WHAT TO WORK ON: Reproduce every one of the records below, line for line and character for character, without changing anything.

LISTING:
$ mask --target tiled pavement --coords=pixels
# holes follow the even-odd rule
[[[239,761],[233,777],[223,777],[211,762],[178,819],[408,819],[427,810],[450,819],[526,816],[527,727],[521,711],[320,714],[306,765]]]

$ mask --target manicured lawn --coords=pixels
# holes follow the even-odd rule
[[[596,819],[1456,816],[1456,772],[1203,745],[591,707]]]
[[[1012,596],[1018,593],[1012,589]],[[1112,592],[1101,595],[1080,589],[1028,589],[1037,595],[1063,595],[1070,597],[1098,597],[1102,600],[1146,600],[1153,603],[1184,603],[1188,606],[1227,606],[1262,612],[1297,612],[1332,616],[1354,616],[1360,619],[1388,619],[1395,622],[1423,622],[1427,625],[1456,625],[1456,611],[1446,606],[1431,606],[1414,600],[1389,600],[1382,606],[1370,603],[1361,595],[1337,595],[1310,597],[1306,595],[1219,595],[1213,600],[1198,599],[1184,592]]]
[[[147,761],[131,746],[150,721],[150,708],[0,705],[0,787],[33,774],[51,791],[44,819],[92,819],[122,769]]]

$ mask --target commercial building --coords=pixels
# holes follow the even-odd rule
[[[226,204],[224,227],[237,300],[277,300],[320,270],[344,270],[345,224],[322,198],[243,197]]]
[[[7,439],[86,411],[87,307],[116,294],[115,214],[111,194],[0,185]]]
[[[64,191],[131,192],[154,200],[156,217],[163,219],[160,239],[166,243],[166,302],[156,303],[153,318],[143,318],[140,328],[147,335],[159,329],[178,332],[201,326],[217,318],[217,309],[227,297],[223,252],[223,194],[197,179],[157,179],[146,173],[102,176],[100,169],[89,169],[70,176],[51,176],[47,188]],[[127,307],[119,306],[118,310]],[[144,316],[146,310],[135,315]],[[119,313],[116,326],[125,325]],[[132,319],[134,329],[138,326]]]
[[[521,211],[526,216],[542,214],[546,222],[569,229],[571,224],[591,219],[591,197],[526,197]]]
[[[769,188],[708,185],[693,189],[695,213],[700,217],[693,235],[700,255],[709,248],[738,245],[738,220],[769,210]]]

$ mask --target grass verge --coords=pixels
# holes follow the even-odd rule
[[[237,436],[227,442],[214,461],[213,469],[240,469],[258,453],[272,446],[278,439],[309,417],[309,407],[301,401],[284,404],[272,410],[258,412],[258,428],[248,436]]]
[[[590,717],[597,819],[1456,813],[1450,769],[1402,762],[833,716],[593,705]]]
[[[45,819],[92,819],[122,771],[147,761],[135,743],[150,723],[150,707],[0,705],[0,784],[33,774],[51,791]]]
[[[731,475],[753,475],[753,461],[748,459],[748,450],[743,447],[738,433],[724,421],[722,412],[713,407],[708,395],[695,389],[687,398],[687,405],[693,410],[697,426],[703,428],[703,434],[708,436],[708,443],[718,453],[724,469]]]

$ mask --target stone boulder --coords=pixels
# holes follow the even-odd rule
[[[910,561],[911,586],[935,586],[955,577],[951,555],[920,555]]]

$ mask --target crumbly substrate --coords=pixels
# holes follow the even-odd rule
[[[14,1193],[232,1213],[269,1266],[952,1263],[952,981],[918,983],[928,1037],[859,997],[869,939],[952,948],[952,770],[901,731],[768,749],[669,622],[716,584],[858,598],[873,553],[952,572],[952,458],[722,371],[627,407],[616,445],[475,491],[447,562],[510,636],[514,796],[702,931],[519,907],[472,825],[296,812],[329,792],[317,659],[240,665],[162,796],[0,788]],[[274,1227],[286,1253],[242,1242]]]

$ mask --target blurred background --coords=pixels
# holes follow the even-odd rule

RESPONSE TO THIS EXERCISE:
$ mask --target tiled pavement --coords=pixels
# holes follow the even-odd rule
[[[239,761],[233,777],[223,777],[211,762],[178,819],[408,819],[427,810],[450,819],[526,816],[527,727],[521,711],[320,714],[306,765]]]

$ mask --target manicured lawn --coords=pixels
# holes follow the even-odd rule
[[[596,819],[1456,816],[1456,772],[1203,745],[591,707]]]
[[[1012,596],[1018,593],[1012,589]],[[1112,592],[1101,595],[1080,589],[1028,589],[1037,595],[1063,595],[1070,597],[1098,597],[1102,600],[1146,600],[1153,603],[1184,603],[1188,606],[1227,606],[1262,612],[1297,612],[1332,616],[1354,616],[1360,619],[1388,619],[1395,622],[1423,622],[1427,625],[1456,625],[1456,611],[1446,606],[1431,606],[1414,600],[1389,600],[1382,606],[1370,603],[1361,595],[1337,595],[1310,597],[1306,595],[1219,595],[1213,600],[1198,599],[1184,592]]]
[[[147,761],[131,746],[150,721],[150,708],[0,705],[0,787],[33,774],[51,791],[44,819],[92,819],[122,769]]]

$ mask --target commercial building --coords=pixels
# holes follow the even-odd rule
[[[226,204],[224,227],[237,300],[277,300],[320,270],[344,270],[345,224],[322,198],[243,197]]]
[[[7,439],[86,411],[87,307],[116,294],[115,214],[111,194],[0,185]]]
[[[64,191],[131,192],[154,200],[156,217],[163,219],[160,239],[166,243],[166,302],[156,303],[153,318],[143,318],[140,328],[147,335],[159,329],[178,332],[201,326],[217,318],[217,309],[227,297],[223,252],[223,194],[197,179],[157,179],[146,173],[102,176],[100,169],[89,169],[70,176],[51,176],[47,188]],[[127,307],[119,306],[118,310]],[[144,316],[146,310],[135,315]],[[119,313],[116,326],[125,325]],[[132,319],[134,329],[138,326]]]
[[[521,211],[526,216],[542,214],[546,222],[569,229],[571,224],[591,219],[591,197],[526,197]]]
[[[769,188],[708,185],[693,189],[695,213],[700,217],[693,235],[700,255],[709,248],[738,245],[738,220],[769,210]]]

$ mask --target grass verge --coords=pixels
# holes follow the even-odd rule
[[[237,436],[227,442],[214,461],[213,469],[240,469],[258,453],[272,446],[278,439],[309,417],[309,407],[301,401],[284,404],[272,410],[258,412],[258,428],[248,436]]]
[[[590,717],[597,819],[1456,813],[1450,769],[1402,762],[833,716],[593,705]]]
[[[45,819],[92,819],[122,771],[147,761],[135,743],[150,723],[150,707],[0,705],[0,784],[33,774],[51,791]]]
[[[731,475],[753,475],[753,461],[748,459],[748,450],[743,447],[738,433],[724,421],[722,412],[713,407],[708,395],[695,389],[687,398],[687,405],[693,410],[697,426],[703,428],[703,434],[708,436],[708,443],[718,453],[724,469]]]

$ mask --target stone boulder --coords=pixels
# holes follow the even-odd rule
[[[910,561],[911,586],[935,586],[955,577],[951,555],[920,555]]]

$ mask --target crumbly substrate --coords=pixels
# holes follow the even-odd rule
[[[14,1193],[232,1213],[269,1266],[952,1263],[952,981],[918,983],[928,1037],[859,997],[869,939],[952,948],[952,770],[901,731],[768,749],[669,622],[716,584],[858,598],[873,553],[952,572],[952,458],[722,371],[627,407],[616,445],[475,491],[447,562],[510,636],[514,796],[702,931],[519,907],[472,825],[296,812],[329,792],[317,659],[240,665],[162,796],[0,788]],[[274,1227],[286,1253],[242,1242]]]

$ mask --target blurred background --coords=pixels
# holes follow the even-odd rule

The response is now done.